═════ EXERCISE PASSAGE ═════

In the April 2022 publication of Cell, Longo said that FMD has been connected with anti-inflammatory and metabolic outcomes in mice. These could reduce risk factors for certain diseases, he adds [3].

While a review published in October 2021 in the Annual Review of Nutrition states that intermittent fasting patterns such as time-restricted eating (a portion of the longevity diet) is a safe way to enhance metabolic health for people who are obese. Yet, the jury is out regarding additional benefits [4]. 

In addition, one study published in the New England Journal of Medicine in April 2022 found that a time-restricted diet is less beneficial in weight loss in people with obesity than a calorie-restricted diet [5].

Here’s a rundown of some of the potential health effects of this eating plan:

A healthier heart

Plant-based diets, which feature plenty of produce, is a smart option for heart health. According to the World Health Organization, heart diseases are the leading cause of death worldwide [6].

A review from the International Journal of Epidemiology in February 2017 presented that five daily servings of fruits and vegetables was linked to decreased risk of cardiovascular disease. In addition, more servings of around 10 per day was associated with even lower risk [7].

A longer life

As the name of the diet indicates, this potential bonus likely comes as no surprise. Plant-based eating is the element of the longevity diet that researchers have studied most widely.

Research shows that individuals can boost life expectancy by three up to 13 years just by replacing the Western diet of red meat and processed foods with a diet containing more nutrient-rich foods, including vegetables, fruits, legumes, whole grains and nuts [8].

The research also highlights that the gains may be even more significant when people start the diet earlier.

═════ RECORDED INFORMATION ═════

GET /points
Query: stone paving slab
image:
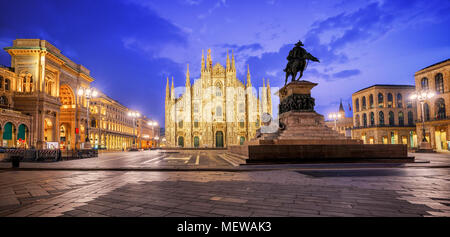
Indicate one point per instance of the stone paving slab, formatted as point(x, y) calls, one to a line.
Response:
point(264, 193)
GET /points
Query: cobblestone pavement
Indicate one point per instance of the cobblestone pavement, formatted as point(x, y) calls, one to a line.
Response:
point(418, 189)
point(337, 192)
point(200, 159)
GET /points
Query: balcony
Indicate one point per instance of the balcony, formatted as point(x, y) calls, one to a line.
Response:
point(385, 126)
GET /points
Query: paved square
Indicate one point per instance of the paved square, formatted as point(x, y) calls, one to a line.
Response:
point(420, 189)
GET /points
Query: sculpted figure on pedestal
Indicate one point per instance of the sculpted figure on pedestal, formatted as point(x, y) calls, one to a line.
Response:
point(298, 59)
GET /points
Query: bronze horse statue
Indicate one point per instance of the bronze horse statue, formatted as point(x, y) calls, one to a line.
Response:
point(298, 59)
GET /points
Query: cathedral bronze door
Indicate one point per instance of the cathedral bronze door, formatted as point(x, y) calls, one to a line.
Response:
point(219, 139)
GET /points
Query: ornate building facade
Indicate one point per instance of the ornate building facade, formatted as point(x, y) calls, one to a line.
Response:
point(384, 114)
point(342, 124)
point(40, 105)
point(435, 78)
point(217, 110)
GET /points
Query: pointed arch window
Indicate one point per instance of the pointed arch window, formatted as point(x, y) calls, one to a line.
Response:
point(391, 118)
point(381, 118)
point(390, 100)
point(218, 89)
point(363, 103)
point(380, 100)
point(241, 123)
point(371, 101)
point(439, 81)
point(410, 118)
point(365, 120)
point(424, 83)
point(399, 101)
point(372, 119)
point(401, 119)
point(426, 109)
point(219, 111)
point(440, 107)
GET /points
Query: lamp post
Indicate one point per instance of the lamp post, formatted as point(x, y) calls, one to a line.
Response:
point(422, 96)
point(334, 116)
point(134, 115)
point(87, 93)
point(153, 124)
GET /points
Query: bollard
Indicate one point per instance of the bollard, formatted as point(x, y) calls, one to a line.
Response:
point(15, 161)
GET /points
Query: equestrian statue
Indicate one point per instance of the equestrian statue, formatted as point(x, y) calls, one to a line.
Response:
point(298, 59)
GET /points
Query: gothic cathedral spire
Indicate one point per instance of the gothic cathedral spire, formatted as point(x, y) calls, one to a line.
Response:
point(228, 62)
point(203, 61)
point(172, 91)
point(269, 99)
point(167, 90)
point(249, 82)
point(233, 66)
point(209, 60)
point(188, 82)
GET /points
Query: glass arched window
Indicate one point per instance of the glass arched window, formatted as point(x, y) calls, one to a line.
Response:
point(241, 140)
point(401, 119)
point(381, 118)
point(219, 111)
point(410, 118)
point(195, 108)
point(371, 101)
point(363, 103)
point(365, 120)
point(390, 100)
point(399, 101)
point(372, 119)
point(3, 101)
point(391, 118)
point(380, 100)
point(7, 82)
point(426, 109)
point(195, 123)
point(218, 89)
point(440, 108)
point(424, 83)
point(439, 81)
point(241, 108)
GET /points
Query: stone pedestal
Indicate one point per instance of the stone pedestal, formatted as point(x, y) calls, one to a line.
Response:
point(425, 147)
point(303, 136)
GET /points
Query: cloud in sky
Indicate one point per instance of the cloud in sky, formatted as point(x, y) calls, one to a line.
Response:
point(347, 73)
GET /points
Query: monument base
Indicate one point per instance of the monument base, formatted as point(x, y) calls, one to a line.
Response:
point(304, 137)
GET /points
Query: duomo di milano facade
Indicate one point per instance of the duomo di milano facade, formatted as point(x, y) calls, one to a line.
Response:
point(217, 110)
point(39, 104)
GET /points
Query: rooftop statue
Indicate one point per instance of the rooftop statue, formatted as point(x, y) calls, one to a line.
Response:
point(298, 59)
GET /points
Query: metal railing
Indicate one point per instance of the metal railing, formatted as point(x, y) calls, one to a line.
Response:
point(48, 155)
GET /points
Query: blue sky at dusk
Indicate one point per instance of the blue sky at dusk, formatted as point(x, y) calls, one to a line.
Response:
point(131, 46)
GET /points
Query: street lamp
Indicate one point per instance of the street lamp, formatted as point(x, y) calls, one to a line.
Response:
point(422, 96)
point(134, 115)
point(87, 93)
point(334, 116)
point(153, 124)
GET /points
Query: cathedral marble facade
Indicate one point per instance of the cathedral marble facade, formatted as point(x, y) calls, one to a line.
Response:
point(217, 110)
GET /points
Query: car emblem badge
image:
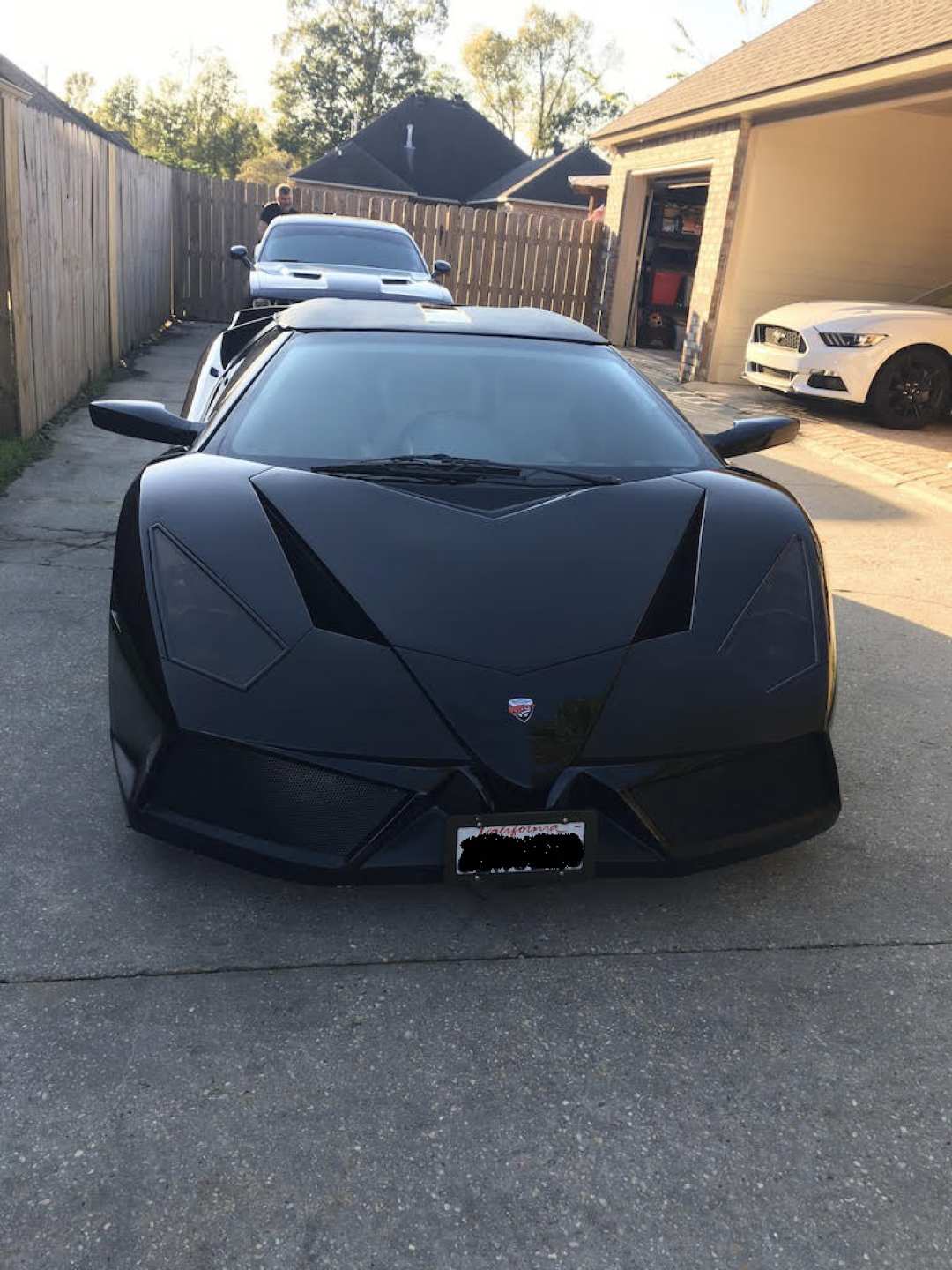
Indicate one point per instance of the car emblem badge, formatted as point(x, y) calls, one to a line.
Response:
point(522, 709)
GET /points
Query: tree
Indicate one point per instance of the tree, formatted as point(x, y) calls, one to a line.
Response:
point(78, 90)
point(270, 168)
point(346, 63)
point(120, 108)
point(693, 57)
point(545, 80)
point(499, 74)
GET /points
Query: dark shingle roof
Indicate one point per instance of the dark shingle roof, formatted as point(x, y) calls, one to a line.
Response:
point(42, 100)
point(349, 164)
point(546, 181)
point(456, 150)
point(830, 37)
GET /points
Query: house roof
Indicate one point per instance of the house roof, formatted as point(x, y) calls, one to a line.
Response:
point(351, 164)
point(830, 37)
point(42, 100)
point(456, 150)
point(546, 179)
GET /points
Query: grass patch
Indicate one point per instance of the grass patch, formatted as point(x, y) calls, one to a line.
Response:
point(17, 453)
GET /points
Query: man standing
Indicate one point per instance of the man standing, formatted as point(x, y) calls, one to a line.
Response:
point(279, 207)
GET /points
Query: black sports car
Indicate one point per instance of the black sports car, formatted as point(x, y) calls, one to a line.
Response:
point(444, 592)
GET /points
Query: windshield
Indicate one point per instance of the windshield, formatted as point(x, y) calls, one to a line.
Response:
point(938, 299)
point(342, 244)
point(343, 397)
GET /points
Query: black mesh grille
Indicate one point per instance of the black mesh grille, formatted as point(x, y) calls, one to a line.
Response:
point(673, 603)
point(331, 606)
point(271, 798)
point(772, 371)
point(779, 337)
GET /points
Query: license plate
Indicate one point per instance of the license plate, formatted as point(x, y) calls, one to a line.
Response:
point(534, 843)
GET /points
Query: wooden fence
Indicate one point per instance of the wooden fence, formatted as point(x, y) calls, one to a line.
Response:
point(499, 258)
point(86, 258)
point(100, 247)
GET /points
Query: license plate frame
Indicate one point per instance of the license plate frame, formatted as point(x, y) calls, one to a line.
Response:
point(517, 820)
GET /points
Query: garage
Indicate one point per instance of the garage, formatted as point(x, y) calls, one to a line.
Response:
point(673, 225)
point(816, 155)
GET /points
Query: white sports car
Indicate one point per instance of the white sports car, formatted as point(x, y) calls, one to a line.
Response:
point(895, 358)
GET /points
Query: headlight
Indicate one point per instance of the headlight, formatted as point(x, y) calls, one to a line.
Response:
point(834, 340)
point(775, 638)
point(205, 628)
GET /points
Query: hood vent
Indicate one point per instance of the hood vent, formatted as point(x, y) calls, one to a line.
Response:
point(331, 606)
point(673, 603)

═════

_PARTS OF THE EXERCISE_.
**A.** According to the longevity diet passage, by how many years can replacing the Western diet with more nutrient-rich foods boost life expectancy?
**B.** Please extend the longevity diet passage, starting after its final sentence.
You won't need the records for this work.

_ANSWERS TO THE PROBLEMS_.
**A.** By three up to 13 years.

**B.**
Lower risk for type 2 diabetes

Consuming abundant plant-based foods, like vegetables, legumes and nuts, is a crucial pillar in the longevity diet.

Research published in Diabetologia in April 2022 said that a raised overall vegetable and fruit intake might be associated with a lower risk of type 2 diabetes in men (it should be noted that there wasn’t an association with women in this particular study) [9].

Similarly, a diet high in red meat and poultry may increase your risk of type 2 diabetes, according to a May 2017 publication in the American Journal of Epidemiology [10]

Reduced risk for cancer

Plant-based diet may help guard against cancer. A review in the International Journal of Epidemiology found that a diet rich in vegetables and fruits was linked to a lower risk of cardiovascular disease and decreased cancer odds.

Also, a study published in February 2022 in the journal BMC Medicine [11] found that those who consumed a low-meat or meat-free diet (defined as meat five times or less weekly in this particular research) had a lower overall cancer risk than those who consumed more [12]. 

Stronger vision

Prevention of eye diseases that can come along with old age (cataracts and macular degeneration) may be prevented by following this diet, according to Harvard T H Chan School of Public Health [13].

Research also suggests that increased consumption of fruits and veggies are associated with a lower risk of cataracts [14].

Are there any side effects?

There’s no single special “longevity diet,” the researchers found, but a set of fundamental principles that appear associated with extended lifespan and health – and few side effects.

These include any diets with mid to high carbohydrate composition but low protein intake “that is mostly plant-based but includes regular consumption of pesco-vegetarian-derived proteins,” according to the authors.

For example, among long-lived populations, Okinawans consumed a diet consisting of only 1 per cent animal protein and very little fat consumption.

Yet, evaluations of diets among other long-lived people showed that taking in around 30 per cent of one’s energy from fat was perfectly healthy and perhaps even protective.

“The high circulating fat content does not appear to have the pro-aging effects,” the researchers added.

Similarly, a deficient protein diet “may instead contribute to lean body mass loss and frailty” among people over 65.

With that, it can be concluded that it’s essential to tailor your “longevity diet” to your age, needs and preferences.